Work task
Leaving every image behind, reproduce the records word for word.

(Beginning of Exercise material)

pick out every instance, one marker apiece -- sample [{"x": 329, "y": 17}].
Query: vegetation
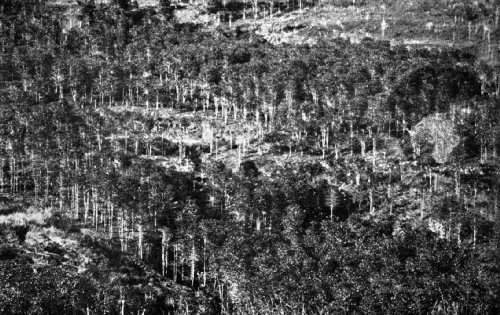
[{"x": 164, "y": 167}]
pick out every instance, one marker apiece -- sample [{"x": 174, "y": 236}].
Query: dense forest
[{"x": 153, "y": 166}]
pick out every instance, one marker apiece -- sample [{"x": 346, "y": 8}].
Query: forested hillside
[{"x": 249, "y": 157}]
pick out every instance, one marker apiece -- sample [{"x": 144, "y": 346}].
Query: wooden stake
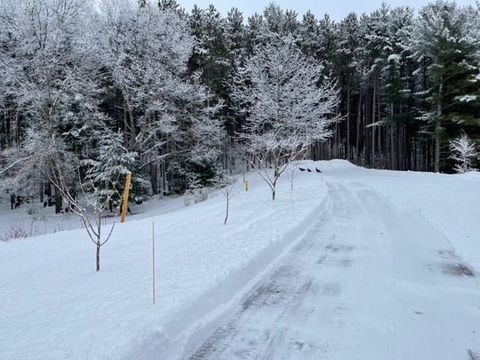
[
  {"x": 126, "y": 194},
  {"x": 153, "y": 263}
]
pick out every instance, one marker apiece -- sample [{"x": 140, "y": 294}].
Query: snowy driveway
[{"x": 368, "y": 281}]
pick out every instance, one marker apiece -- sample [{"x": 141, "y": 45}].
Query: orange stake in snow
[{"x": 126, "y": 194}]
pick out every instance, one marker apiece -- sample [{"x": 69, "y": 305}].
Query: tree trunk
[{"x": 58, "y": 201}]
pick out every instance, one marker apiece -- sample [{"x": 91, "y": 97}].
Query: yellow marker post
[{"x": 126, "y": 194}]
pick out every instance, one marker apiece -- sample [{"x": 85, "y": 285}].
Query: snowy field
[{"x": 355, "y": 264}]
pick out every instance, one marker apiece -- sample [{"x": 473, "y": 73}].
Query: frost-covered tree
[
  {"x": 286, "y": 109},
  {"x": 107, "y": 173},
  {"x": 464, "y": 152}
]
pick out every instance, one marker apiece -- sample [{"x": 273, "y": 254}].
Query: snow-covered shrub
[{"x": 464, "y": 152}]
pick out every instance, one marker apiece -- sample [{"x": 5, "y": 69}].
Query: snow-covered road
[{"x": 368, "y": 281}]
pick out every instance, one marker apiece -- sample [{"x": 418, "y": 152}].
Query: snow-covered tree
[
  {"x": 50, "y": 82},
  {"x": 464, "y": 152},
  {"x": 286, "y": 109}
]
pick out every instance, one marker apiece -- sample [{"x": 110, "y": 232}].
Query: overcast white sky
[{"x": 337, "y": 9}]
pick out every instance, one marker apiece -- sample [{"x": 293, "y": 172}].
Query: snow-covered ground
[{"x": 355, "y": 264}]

(End of Exercise material)

Task result
pick out every instance, one marker apiece -- sample [{"x": 329, "y": 17}].
Query: vegetation
[{"x": 164, "y": 167}]
pick out every instance, one marker apiece -- sample [{"x": 174, "y": 236}].
Query: dense forest
[{"x": 153, "y": 166}]
pick out every instance, one marker apiece -- sample [{"x": 346, "y": 8}].
Query: forested hillside
[{"x": 249, "y": 157}]
pick out every instance, one marker apiece -- sample [{"x": 144, "y": 346}].
Query: wooden stake
[
  {"x": 126, "y": 194},
  {"x": 153, "y": 263}
]
pick out every instance, one marker apiece -- sample [{"x": 140, "y": 294}].
Query: snowy driveway
[{"x": 368, "y": 281}]
pick out every instance, one marker apiece -- sample [{"x": 141, "y": 45}].
Query: orange stake in snow
[{"x": 126, "y": 194}]
pick out every instance, one marker apiece -- sample [{"x": 69, "y": 305}].
Query: tree trunk
[{"x": 58, "y": 201}]
pick out every instance, one marker apiece -- sample [{"x": 91, "y": 97}].
Query: yellow marker post
[{"x": 126, "y": 194}]
pick out every instance, one marker apiece -- sample [{"x": 85, "y": 285}].
Query: snowy field
[{"x": 355, "y": 264}]
pick out every instance, one marker apiece -- sample [{"x": 473, "y": 73}].
Query: frost-covered tree
[
  {"x": 286, "y": 109},
  {"x": 107, "y": 173},
  {"x": 464, "y": 152}
]
pick out every instance, one marker apiece -- sample [{"x": 273, "y": 254}].
Query: snow-covered shrub
[{"x": 464, "y": 152}]
pick out every instance, one marker apiece -- sample [{"x": 5, "y": 69}].
Query: snow-covered road
[{"x": 368, "y": 281}]
pick out every instance, one marker apiece -- sample [{"x": 418, "y": 152}].
Query: snow-covered tree
[
  {"x": 50, "y": 82},
  {"x": 464, "y": 152},
  {"x": 286, "y": 109}
]
pick out every instance, one marker apiece -- sample [{"x": 110, "y": 232}].
Query: overcast white sky
[{"x": 337, "y": 9}]
pick out every instance, one marker apiece -- sample [{"x": 293, "y": 172}].
Query: snow-covered ground
[{"x": 355, "y": 264}]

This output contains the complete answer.